Stored records

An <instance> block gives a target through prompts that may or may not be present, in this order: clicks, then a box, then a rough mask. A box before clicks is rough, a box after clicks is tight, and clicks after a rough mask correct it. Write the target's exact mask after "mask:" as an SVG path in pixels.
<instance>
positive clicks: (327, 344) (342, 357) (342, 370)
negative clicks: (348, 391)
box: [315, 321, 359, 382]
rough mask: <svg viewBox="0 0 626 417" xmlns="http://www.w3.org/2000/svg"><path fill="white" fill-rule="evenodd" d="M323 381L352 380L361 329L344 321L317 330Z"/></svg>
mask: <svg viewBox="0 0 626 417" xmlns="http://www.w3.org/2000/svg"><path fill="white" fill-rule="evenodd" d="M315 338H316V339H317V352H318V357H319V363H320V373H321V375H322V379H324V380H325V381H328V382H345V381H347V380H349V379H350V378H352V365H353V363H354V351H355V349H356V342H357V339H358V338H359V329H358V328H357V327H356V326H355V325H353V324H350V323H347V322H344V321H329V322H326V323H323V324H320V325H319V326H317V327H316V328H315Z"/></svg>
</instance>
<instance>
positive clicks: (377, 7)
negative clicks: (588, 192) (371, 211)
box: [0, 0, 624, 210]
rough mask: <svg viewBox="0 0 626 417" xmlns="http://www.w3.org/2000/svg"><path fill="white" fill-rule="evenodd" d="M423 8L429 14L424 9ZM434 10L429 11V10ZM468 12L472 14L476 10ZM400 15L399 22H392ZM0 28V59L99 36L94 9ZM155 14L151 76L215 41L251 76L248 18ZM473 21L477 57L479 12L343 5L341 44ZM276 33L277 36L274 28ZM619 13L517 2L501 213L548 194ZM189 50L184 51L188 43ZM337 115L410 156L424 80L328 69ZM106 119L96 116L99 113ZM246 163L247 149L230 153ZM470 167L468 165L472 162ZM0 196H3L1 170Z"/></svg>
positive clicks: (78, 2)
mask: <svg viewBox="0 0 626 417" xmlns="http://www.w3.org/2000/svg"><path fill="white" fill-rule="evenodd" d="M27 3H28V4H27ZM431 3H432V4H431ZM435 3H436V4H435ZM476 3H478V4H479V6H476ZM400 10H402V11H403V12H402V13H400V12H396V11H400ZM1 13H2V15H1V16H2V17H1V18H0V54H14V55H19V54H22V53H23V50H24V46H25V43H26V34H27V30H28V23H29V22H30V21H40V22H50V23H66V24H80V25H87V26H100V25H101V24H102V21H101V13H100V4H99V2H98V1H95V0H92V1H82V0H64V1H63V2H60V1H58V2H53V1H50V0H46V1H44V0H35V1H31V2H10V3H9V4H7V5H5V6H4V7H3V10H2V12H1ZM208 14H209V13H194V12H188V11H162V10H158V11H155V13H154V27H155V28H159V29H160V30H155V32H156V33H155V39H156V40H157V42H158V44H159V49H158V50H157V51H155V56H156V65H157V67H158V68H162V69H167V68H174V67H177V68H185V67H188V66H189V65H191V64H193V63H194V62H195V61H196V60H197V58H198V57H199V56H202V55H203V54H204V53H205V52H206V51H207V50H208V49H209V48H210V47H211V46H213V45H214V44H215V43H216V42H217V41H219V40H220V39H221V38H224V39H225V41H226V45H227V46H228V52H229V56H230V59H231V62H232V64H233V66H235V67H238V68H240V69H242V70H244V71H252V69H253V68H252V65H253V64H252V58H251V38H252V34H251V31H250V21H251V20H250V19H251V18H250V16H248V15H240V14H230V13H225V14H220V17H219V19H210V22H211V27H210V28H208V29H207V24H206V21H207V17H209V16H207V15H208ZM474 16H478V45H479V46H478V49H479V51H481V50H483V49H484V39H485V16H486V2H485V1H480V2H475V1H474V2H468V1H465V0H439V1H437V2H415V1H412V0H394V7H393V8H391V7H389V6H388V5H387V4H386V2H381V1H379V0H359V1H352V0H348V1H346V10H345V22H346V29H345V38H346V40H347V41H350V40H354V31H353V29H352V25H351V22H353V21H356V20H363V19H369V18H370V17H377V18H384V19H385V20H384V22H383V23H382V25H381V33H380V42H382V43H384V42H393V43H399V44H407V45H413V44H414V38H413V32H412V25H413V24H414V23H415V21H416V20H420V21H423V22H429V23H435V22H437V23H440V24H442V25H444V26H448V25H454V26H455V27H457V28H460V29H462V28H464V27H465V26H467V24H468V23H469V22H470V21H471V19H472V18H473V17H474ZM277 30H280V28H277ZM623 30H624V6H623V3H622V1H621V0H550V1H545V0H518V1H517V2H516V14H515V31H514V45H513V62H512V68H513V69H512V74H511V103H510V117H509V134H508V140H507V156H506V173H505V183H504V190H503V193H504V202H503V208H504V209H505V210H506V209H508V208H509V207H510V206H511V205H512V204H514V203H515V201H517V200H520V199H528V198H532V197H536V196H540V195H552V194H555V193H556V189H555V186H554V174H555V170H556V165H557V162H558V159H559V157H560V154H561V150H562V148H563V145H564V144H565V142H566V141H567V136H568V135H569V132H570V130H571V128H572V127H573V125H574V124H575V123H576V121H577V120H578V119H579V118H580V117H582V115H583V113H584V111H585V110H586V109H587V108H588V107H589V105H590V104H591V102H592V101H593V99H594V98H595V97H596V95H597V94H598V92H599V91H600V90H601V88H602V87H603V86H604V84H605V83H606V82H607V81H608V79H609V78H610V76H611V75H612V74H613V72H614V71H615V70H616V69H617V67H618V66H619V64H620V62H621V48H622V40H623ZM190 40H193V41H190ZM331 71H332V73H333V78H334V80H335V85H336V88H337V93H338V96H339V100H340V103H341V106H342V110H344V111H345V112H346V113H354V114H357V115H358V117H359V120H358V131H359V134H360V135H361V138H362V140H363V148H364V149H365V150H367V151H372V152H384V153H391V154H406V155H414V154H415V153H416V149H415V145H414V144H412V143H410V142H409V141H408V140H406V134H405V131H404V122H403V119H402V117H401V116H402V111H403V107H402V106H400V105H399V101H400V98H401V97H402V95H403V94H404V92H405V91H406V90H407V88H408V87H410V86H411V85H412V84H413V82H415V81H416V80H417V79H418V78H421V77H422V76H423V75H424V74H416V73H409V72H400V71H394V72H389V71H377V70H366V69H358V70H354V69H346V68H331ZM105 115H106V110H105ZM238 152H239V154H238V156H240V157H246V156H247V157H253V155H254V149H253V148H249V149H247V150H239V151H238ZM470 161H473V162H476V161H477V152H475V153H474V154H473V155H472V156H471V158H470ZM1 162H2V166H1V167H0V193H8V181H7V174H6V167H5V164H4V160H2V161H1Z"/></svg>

* Exercise
Edit the data above so that each occurrence of "negative clicks" reads "background clicks", leaving every other character unchanged.

* Output below
An <instance> block gives a target through prompts that may or may not be present, in this order: clicks, then a box, then a rough mask. A box before clicks is rough, a box after clicks is tight, and clicks after a rough mask correct it. Write the target's exact mask after "mask:" as an SVG path in pixels.
<instance>
positive clicks: (327, 344) (342, 357) (342, 370)
background clicks: (348, 391)
box: [315, 321, 359, 382]
rough mask: <svg viewBox="0 0 626 417" xmlns="http://www.w3.org/2000/svg"><path fill="white" fill-rule="evenodd" d="M323 381L352 380L361 329L344 321L317 330Z"/></svg>
mask: <svg viewBox="0 0 626 417" xmlns="http://www.w3.org/2000/svg"><path fill="white" fill-rule="evenodd" d="M315 338H316V339H317V352H318V357H319V363H320V373H321V375H322V379H324V380H325V381H328V382H345V381H347V380H349V379H350V378H352V365H353V363H354V351H355V349H356V342H357V339H358V338H359V329H358V328H357V327H356V326H355V325H353V324H350V323H347V322H344V321H329V322H326V323H323V324H320V325H319V326H317V327H316V328H315Z"/></svg>
</instance>
<instance>
positive clicks: (377, 7)
background clicks: (588, 192) (371, 211)
box: [0, 0, 624, 210]
rough mask: <svg viewBox="0 0 626 417" xmlns="http://www.w3.org/2000/svg"><path fill="white" fill-rule="evenodd" d="M423 8L429 14L424 9ZM434 10L429 11V10ZM468 12L472 14L476 10ZM400 15L399 22H392ZM0 28V59L99 36L94 9ZM155 14L151 76L215 41L251 76L248 18ZM473 21L477 57L479 12L343 5L341 44ZM276 33L277 36L274 28ZM619 13L517 2L501 213L548 194ZM189 50L184 51L188 43ZM337 115L410 156L424 80L328 69ZM106 119L96 116L99 113ZM246 163L247 149L230 153ZM470 167L468 165L472 162ZM0 196H3L1 170Z"/></svg>
positive clicks: (78, 2)
mask: <svg viewBox="0 0 626 417" xmlns="http://www.w3.org/2000/svg"><path fill="white" fill-rule="evenodd" d="M27 3H28V4H27ZM431 3H432V4H431ZM435 3H436V4H435ZM476 3H478V4H479V6H476ZM400 10H402V11H403V12H402V13H400V12H396V11H400ZM1 13H2V15H1V16H2V17H1V18H0V54H14V55H19V54H22V53H23V50H24V46H25V43H26V34H27V30H28V23H29V22H30V21H40V22H50V23H66V24H80V25H87V26H100V25H101V24H102V21H101V13H100V4H99V2H98V1H95V0H92V1H82V0H64V1H63V2H60V1H58V2H53V1H50V0H46V1H44V0H35V1H31V2H10V3H9V4H7V5H5V6H4V7H3V10H2V12H1ZM208 14H209V13H194V12H188V11H162V10H158V11H155V13H154V27H155V28H159V29H160V30H155V32H156V33H155V39H156V40H157V42H158V44H159V49H158V50H157V51H155V56H156V65H157V67H158V68H162V69H167V68H174V67H177V68H185V67H188V66H189V65H191V64H193V63H194V62H195V61H196V60H197V58H198V57H199V56H202V55H203V54H204V53H205V52H206V51H207V50H208V49H209V48H210V47H211V46H213V45H214V44H215V43H216V42H217V41H219V40H220V39H221V38H224V39H225V41H226V45H227V46H228V52H229V56H230V59H231V62H232V64H233V66H235V67H238V68H240V69H242V70H244V71H252V69H253V68H252V65H253V64H252V58H251V38H252V34H251V31H250V21H251V20H250V19H251V18H250V16H248V15H240V14H230V13H225V14H220V17H219V19H210V22H211V27H210V28H208V29H207V24H206V21H207V17H209V16H207V15H208ZM474 16H478V45H479V46H478V49H479V51H481V50H483V49H484V39H485V16H486V2H485V1H480V2H475V1H474V2H468V1H465V0H439V1H437V2H415V1H412V0H394V7H393V8H391V7H389V6H388V5H387V4H386V2H381V1H379V0H359V1H352V0H348V1H346V10H345V22H346V29H345V38H346V40H347V41H350V40H354V31H353V29H352V25H351V22H353V21H356V20H363V19H369V18H370V17H377V18H384V19H385V20H384V22H383V23H382V25H381V33H380V42H382V43H384V42H393V43H399V44H407V45H413V44H414V38H413V32H412V25H413V24H414V23H415V21H416V20H420V21H423V22H429V23H435V22H437V23H440V24H442V25H444V26H448V25H454V26H455V27H457V28H460V29H462V28H464V27H465V26H467V24H468V23H469V22H470V21H471V19H472V18H473V17H474ZM277 30H280V28H277ZM623 30H624V6H623V3H622V1H621V0H550V1H545V0H518V1H517V2H516V14H515V31H514V45H513V62H512V68H513V69H512V74H511V103H510V117H509V134H508V140H507V156H506V173H505V183H504V190H503V193H504V202H503V208H504V209H505V210H506V209H508V208H509V207H510V206H511V205H512V204H514V203H515V201H517V200H520V199H528V198H532V197H536V196H540V195H552V194H555V193H556V189H555V186H554V174H555V170H556V165H557V162H558V159H559V157H560V154H561V150H562V148H563V145H564V144H565V142H566V141H567V136H568V135H569V132H570V130H571V128H572V127H573V125H574V124H575V123H576V121H577V120H578V119H579V118H580V117H582V115H583V113H584V111H585V110H586V109H587V108H588V107H589V105H590V104H591V102H592V101H593V99H594V98H595V97H596V95H597V94H598V92H599V91H600V90H601V88H602V87H603V86H604V84H605V83H606V82H607V81H608V79H609V78H610V76H611V75H612V74H613V72H614V71H615V70H616V69H617V67H618V66H619V64H620V62H621V48H622V40H623ZM190 40H193V41H190ZM331 71H332V73H333V78H334V80H335V85H336V88H337V93H338V96H339V100H340V103H341V106H342V110H344V111H345V112H346V113H354V114H357V115H358V117H359V120H358V131H359V134H360V135H361V138H362V140H363V148H364V149H365V150H367V151H372V152H384V153H391V154H406V155H414V154H415V153H416V149H415V145H414V144H412V143H410V142H409V141H408V140H406V134H405V131H404V122H403V119H402V117H401V116H402V111H403V107H402V106H400V105H399V101H400V98H401V97H402V95H403V94H404V92H405V91H406V90H407V88H408V87H410V86H411V85H412V84H413V82H415V81H416V80H417V79H418V78H421V77H422V76H423V75H424V74H416V73H409V72H400V71H394V72H389V71H377V70H366V69H358V70H354V69H346V68H331ZM105 115H106V110H105ZM238 152H239V154H238V156H240V157H246V156H247V157H253V155H254V149H253V148H249V149H247V150H239V151H238ZM470 161H473V162H476V161H477V152H475V153H474V154H473V155H472V156H471V158H470ZM1 162H2V166H1V167H0V193H8V181H7V174H6V167H5V164H4V160H2V161H1Z"/></svg>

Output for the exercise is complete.